# À faire
1. Répondez à ces questions sur l'extrait consacré à la Syrie :
(a) Où se situe la Ghouta orientale ?
(b) Qu'est-ce qui domine dans les intérêts et antagonismes impérialistes décrits ?
(c) Qui cette guerre implique-t-elle, à des degrés divers ?
2. Rédigez la suite de l'extrait consacré à la Syrie, en reprenant après sa dernière phrase.

La Syrie plongée dans les affres de l’impérialisme et de la décomposition
La Ghouta orientale en Syrie, à l’Est de Damas, est à nouveau un épicentre des conflits meurtriers sévissant sur la planète. Comme d’autres, notamment au Moyen-Orient, ce conflit porte la marque d’intérêts et d’antagonismes impérialistes où domine le “chacun pour soi”. Une guerre faite de massacre, une guerre de tous contre tous impliquant à des degrés divers les grandes puissances et des États régionaux aux ambitions agressives.(1) Ce conflit porte donc les stigmates de l’enfoncement dans la barbarie guerrière, celles des contradictions insolubles et de l’impasse du système capitaliste tout entier.

# Enregistrements d'étiquetage de lieux
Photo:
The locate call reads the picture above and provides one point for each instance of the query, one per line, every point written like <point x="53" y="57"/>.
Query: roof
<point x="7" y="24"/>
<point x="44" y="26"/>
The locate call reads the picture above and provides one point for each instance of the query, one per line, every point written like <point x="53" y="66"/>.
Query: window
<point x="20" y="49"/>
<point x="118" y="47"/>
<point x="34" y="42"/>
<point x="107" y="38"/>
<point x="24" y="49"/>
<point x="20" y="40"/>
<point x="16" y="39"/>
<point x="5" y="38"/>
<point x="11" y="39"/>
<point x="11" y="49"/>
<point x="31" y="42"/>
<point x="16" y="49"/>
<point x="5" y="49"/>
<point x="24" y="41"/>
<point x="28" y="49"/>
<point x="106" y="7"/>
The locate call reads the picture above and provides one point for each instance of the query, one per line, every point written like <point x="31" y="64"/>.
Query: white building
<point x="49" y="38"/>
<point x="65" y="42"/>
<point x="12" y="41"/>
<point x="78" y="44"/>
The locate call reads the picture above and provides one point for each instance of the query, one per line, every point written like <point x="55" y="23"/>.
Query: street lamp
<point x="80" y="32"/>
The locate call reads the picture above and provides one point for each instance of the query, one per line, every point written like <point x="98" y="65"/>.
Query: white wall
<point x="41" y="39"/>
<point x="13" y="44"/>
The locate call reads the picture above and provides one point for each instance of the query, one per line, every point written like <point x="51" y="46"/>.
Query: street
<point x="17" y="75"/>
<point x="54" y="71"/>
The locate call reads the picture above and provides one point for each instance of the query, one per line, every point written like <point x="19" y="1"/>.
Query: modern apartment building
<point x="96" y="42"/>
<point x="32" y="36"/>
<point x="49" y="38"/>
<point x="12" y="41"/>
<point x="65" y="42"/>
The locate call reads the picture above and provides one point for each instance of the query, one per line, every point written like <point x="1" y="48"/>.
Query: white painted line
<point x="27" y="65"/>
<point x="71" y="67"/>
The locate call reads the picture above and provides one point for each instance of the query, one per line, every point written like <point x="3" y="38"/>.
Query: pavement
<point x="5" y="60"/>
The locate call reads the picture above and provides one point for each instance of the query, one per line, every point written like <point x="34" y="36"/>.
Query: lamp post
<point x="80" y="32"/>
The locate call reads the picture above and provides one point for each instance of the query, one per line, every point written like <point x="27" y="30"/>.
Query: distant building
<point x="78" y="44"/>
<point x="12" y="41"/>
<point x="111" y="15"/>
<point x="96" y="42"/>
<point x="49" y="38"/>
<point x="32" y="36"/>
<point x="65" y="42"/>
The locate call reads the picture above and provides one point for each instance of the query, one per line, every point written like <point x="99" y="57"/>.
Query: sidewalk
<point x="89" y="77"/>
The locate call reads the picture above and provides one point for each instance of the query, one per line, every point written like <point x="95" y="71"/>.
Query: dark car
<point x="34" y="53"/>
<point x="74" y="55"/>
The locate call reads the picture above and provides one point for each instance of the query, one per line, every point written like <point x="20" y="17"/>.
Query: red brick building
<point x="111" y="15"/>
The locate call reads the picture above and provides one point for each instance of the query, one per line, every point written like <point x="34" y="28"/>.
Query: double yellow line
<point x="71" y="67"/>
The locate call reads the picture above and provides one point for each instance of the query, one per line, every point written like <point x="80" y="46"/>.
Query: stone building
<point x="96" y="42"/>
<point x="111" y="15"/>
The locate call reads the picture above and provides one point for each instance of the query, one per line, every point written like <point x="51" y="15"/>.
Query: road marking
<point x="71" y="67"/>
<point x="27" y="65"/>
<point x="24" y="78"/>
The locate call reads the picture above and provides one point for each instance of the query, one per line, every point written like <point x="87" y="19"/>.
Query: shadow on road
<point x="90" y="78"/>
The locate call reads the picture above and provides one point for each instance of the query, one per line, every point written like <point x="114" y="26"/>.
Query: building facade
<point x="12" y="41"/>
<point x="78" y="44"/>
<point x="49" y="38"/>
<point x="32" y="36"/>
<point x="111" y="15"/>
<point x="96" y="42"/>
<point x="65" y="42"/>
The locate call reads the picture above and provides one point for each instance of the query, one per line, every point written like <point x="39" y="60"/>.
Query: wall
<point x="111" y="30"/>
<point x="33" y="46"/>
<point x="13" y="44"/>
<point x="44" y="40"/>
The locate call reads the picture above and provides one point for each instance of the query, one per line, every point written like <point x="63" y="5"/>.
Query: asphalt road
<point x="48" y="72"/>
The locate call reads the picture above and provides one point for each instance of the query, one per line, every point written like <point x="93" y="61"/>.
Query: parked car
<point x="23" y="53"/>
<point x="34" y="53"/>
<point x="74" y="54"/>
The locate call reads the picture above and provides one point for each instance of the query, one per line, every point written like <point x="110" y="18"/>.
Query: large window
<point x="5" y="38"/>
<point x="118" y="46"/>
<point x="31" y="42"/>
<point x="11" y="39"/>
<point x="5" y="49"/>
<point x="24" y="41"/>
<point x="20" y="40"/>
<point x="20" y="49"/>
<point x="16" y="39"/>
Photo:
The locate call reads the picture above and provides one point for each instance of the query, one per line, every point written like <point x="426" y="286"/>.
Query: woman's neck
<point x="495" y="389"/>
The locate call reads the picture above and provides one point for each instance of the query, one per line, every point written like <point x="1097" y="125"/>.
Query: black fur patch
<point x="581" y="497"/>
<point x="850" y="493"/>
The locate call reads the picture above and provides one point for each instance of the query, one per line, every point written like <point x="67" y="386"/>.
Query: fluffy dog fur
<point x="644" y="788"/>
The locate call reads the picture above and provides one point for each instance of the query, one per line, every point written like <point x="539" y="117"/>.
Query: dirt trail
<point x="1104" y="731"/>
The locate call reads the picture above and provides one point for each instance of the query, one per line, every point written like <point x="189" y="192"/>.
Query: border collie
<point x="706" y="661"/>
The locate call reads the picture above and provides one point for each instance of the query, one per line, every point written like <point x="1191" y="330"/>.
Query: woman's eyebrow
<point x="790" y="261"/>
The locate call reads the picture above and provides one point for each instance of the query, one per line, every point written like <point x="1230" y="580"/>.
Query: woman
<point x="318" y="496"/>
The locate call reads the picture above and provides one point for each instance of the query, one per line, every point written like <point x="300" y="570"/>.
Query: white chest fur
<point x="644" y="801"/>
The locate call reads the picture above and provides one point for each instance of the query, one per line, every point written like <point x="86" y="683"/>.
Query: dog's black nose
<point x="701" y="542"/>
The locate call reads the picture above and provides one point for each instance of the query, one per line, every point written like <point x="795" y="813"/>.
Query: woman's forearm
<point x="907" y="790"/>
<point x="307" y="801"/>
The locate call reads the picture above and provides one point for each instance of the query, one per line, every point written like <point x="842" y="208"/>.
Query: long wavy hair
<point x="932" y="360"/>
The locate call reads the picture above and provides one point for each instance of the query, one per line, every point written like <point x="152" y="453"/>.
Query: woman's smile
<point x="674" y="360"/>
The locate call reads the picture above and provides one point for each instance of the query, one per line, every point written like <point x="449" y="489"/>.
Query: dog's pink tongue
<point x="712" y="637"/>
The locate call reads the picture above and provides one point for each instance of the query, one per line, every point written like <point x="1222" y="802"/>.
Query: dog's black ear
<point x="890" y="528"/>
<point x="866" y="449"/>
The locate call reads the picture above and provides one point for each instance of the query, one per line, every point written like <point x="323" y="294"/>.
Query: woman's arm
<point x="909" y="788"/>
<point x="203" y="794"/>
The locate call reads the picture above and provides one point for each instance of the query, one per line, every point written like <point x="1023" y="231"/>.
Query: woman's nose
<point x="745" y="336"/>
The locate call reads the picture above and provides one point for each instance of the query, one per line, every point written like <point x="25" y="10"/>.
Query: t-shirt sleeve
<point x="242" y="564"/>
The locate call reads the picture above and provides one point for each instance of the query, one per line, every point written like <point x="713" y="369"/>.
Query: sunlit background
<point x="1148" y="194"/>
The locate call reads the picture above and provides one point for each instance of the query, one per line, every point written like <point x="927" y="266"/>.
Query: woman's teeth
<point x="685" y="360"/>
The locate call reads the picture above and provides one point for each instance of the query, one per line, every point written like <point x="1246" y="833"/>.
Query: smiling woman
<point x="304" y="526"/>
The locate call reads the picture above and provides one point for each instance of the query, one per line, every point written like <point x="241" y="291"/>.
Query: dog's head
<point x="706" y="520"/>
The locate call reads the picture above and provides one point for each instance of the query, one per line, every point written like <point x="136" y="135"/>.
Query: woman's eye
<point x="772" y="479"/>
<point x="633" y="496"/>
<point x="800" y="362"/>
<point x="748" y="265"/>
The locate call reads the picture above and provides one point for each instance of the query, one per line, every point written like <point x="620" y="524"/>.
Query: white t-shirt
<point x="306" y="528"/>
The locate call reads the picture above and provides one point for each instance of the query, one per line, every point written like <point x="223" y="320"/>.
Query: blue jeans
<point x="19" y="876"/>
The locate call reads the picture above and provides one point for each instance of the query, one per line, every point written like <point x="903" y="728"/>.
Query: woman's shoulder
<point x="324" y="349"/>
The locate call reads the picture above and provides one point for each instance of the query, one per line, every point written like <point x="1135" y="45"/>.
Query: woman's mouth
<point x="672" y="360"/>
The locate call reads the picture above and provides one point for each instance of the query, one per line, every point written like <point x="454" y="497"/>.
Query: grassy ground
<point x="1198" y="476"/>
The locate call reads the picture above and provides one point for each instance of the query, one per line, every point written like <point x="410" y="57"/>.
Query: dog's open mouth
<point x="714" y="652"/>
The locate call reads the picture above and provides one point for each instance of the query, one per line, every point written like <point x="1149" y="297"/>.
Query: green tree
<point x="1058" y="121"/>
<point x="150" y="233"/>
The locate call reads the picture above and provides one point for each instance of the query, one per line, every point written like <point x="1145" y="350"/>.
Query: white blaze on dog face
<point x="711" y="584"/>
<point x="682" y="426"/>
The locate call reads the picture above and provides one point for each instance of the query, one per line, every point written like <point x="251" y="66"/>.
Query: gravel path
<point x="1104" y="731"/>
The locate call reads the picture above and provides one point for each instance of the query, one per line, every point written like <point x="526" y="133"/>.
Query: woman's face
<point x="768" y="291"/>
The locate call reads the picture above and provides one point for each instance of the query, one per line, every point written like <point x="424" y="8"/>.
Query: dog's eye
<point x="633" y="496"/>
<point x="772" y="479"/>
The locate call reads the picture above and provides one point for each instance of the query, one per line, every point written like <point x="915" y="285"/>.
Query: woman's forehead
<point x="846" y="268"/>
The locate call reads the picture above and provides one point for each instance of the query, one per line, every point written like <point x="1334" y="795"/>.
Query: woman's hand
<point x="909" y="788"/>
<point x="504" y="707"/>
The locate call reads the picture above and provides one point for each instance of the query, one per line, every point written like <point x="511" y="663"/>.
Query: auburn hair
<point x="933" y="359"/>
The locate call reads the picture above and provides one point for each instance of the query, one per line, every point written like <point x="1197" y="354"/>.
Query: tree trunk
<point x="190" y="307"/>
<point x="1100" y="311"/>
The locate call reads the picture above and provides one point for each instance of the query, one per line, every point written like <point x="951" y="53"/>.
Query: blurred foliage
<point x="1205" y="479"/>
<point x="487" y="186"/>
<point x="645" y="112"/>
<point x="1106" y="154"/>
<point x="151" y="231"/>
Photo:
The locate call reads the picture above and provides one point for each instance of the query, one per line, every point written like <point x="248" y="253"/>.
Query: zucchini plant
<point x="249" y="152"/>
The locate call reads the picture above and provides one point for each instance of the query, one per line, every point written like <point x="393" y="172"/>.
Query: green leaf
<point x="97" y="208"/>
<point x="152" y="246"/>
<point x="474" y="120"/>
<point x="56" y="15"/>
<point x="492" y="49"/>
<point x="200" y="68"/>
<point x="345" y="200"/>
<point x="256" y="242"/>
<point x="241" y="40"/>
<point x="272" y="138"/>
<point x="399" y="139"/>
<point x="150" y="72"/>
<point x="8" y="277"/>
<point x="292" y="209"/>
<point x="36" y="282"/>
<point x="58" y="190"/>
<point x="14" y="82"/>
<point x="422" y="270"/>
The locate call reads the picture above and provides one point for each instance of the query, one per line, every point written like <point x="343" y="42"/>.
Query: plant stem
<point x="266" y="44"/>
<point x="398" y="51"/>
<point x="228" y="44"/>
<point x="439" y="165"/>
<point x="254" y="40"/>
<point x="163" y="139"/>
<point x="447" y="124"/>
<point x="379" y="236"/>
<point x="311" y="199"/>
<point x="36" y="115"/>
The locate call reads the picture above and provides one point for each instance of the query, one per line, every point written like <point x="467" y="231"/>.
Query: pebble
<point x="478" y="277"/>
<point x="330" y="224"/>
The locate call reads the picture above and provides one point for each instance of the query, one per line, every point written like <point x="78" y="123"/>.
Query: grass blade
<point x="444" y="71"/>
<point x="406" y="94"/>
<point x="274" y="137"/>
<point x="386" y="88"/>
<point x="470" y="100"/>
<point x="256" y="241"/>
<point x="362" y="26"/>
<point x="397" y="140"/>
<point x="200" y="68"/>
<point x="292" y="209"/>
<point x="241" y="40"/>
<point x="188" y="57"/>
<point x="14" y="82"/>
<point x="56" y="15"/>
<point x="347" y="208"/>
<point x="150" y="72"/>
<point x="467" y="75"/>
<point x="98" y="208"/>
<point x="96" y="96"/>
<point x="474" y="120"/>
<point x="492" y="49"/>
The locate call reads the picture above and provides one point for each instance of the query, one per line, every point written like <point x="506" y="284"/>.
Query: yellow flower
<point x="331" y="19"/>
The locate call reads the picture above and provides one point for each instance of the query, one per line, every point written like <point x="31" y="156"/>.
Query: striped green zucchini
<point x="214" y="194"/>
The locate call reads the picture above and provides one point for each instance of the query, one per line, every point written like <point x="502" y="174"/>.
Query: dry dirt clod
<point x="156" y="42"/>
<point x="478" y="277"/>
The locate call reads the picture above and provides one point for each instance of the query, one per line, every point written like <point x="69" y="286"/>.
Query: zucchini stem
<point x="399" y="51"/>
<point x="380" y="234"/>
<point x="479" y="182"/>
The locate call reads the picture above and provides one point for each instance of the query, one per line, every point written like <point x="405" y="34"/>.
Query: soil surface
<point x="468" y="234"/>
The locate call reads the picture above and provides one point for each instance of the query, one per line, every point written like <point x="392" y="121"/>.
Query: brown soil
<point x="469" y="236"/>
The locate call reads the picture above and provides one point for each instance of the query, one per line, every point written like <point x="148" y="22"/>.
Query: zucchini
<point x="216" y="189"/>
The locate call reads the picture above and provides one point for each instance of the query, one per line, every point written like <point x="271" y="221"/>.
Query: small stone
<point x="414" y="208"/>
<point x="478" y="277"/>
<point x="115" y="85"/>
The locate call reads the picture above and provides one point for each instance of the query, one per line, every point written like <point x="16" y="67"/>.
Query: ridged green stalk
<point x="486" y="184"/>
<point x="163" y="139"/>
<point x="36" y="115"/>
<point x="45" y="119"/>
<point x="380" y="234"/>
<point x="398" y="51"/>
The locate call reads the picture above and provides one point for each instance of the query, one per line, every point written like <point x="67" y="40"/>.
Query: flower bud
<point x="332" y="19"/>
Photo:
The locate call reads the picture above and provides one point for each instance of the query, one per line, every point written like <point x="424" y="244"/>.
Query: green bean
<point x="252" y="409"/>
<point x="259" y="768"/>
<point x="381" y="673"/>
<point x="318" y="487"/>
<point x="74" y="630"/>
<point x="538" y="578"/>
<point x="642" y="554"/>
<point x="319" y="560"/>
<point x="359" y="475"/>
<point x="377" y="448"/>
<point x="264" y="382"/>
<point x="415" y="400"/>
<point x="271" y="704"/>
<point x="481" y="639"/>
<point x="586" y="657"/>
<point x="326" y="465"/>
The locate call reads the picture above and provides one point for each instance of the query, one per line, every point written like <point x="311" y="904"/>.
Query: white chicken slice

# Réponses attendues
1.
(a) À l'Est de Damas, en Syrie.
(b) Le « chacun pour soi ».
(c) Les grandes puissances et des États régionaux aux ambitions agressives.

2.
Plus au nord, apportant sa sinistre contribution à cette situation de chaos guerrier, à la multiplication de massacres de civils et d’exodes massifs de populations, l’opération “Rameau d’olivier” lancée le 20 janvier par l’armée turque et ses bombardiers contre l’enclave d’Afrin, dans la province d’Alep, où sont retranchés des combattants kurdes de l’YPG (qui ont reçu, eux, le renfort de miliciens pro-Assad), se traduit par une nouvelle extension des zones de combat dans le pays. En plus des rivalités entre fractions et gangs locaux, les puissances impérialistes viennent, comme dans un panier de crabes, s’agglutiner et se piétiner davantage. Le pourrissement sur pied du capitalisme ne sème ainsi que toujours plus la mort et la désolation, ce qu’exprime le comportement sanguinaire des différents protagonistes, qu’il s’agisse des troupes d’Assad et ses alliés de circonstance, de ses adversaires “oppositionnels”, de Daech ou des grandes puissances démocratiques.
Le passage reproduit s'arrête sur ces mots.